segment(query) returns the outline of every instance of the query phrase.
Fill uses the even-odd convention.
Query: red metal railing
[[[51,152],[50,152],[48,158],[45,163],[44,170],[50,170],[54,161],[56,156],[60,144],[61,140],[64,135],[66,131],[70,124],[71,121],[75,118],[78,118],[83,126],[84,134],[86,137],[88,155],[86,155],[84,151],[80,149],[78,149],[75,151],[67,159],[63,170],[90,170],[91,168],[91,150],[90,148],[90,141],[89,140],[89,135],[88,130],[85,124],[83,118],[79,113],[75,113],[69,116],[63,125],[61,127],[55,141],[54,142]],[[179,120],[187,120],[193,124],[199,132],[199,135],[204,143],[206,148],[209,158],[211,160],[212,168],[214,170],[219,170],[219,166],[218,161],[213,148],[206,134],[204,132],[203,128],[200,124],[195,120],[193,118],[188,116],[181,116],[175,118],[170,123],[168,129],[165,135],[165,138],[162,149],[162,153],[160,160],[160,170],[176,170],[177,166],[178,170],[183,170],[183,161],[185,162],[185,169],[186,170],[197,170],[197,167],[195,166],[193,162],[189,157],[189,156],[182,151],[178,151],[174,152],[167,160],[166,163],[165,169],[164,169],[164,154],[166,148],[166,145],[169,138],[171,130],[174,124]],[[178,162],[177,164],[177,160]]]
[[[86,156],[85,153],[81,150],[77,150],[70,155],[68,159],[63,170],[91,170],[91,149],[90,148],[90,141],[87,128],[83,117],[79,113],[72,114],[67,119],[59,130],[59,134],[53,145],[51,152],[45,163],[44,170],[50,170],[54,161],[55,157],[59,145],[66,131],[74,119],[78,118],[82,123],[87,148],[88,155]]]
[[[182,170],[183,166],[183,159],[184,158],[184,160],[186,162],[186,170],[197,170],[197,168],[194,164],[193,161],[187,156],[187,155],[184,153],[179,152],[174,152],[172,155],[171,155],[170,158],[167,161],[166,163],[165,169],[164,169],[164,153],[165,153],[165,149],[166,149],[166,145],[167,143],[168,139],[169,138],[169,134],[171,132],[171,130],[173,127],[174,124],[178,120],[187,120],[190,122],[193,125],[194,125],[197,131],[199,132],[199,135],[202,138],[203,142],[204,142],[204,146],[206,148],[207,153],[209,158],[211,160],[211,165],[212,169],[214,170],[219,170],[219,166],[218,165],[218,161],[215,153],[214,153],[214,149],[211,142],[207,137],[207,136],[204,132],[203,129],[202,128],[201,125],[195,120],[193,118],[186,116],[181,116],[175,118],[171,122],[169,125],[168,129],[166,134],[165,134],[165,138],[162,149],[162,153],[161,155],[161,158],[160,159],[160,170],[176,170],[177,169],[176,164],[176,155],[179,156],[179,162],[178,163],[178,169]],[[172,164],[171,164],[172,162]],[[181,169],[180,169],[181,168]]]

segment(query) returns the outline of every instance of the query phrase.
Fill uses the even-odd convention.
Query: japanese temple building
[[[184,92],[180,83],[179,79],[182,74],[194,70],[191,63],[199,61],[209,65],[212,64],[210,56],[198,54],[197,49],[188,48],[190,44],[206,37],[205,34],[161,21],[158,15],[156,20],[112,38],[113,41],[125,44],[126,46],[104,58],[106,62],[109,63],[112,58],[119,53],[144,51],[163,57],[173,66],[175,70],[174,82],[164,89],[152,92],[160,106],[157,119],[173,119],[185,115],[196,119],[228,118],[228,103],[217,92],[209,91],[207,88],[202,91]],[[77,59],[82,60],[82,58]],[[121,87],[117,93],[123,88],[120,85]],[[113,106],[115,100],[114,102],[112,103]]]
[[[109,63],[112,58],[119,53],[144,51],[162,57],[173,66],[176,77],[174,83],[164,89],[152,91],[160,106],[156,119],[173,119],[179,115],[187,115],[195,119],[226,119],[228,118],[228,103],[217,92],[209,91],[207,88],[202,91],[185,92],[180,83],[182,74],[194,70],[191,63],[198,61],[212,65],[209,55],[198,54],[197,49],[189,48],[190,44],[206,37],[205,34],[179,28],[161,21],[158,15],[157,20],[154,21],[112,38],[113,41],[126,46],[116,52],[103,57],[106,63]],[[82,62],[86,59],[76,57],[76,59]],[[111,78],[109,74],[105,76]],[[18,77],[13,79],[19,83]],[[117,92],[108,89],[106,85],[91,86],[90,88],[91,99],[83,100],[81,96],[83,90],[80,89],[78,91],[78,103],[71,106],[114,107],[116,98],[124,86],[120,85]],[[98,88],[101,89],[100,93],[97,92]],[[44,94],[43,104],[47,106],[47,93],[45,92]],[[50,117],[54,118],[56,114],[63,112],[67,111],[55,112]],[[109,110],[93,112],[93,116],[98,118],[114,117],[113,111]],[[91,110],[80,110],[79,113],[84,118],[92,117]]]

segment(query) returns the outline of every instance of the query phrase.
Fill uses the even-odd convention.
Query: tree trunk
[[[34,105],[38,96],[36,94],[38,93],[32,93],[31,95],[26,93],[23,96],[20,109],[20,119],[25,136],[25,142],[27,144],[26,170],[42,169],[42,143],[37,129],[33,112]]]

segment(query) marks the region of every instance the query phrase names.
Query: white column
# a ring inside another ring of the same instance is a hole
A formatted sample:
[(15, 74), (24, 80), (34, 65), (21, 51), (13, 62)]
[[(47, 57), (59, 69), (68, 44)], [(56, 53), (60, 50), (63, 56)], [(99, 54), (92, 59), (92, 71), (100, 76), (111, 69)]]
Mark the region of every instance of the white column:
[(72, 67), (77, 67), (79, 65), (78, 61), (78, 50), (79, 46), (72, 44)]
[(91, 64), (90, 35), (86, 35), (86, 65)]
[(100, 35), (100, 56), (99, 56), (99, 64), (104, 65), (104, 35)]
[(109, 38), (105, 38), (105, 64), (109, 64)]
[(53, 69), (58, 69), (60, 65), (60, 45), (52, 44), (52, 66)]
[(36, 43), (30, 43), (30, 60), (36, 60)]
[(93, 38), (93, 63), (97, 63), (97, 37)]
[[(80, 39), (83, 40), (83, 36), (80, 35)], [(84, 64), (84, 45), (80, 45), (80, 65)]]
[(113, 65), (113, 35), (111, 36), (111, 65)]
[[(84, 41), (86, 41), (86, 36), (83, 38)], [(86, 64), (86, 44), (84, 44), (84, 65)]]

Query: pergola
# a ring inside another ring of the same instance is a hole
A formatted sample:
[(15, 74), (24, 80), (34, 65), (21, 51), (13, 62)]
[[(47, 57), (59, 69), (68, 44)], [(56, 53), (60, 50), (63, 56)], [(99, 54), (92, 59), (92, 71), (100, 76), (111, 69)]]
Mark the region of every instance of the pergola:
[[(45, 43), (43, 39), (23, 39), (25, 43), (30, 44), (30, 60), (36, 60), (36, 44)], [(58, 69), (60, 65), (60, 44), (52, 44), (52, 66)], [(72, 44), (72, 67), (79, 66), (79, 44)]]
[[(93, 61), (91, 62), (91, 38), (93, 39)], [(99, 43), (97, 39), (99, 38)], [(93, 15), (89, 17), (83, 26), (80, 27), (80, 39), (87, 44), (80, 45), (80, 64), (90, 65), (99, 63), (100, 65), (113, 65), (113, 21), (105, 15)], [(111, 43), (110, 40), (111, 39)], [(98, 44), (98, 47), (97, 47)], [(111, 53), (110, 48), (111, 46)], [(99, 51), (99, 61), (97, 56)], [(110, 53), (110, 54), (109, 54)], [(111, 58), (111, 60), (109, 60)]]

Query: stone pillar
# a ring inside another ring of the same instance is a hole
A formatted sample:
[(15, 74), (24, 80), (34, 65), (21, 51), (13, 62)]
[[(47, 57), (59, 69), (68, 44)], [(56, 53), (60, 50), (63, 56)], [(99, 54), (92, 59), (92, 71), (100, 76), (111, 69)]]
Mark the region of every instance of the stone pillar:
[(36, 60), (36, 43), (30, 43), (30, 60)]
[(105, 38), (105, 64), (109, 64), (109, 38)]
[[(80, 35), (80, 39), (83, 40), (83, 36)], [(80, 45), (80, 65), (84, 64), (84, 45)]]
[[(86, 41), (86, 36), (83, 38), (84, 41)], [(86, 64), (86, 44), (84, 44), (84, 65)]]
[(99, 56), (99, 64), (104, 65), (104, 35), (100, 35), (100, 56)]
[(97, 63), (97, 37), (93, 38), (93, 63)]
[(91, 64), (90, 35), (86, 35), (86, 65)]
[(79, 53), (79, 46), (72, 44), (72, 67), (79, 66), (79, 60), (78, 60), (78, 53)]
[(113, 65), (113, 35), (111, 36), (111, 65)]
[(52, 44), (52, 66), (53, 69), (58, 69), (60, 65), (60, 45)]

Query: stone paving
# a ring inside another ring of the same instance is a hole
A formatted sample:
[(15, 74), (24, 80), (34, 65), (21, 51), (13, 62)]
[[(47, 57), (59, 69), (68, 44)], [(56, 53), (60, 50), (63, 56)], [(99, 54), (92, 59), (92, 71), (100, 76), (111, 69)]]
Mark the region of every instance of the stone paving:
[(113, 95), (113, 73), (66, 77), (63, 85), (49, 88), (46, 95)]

Work to do »
Please reproduce word for word the lines of the listing above, from its very first line through the line containing "Query: red metal railing", with both of those lines included.

The output »
segment(query) returns the outline of every instance of the query phrase.
Fill uses the even-odd convention.
Query: red metal railing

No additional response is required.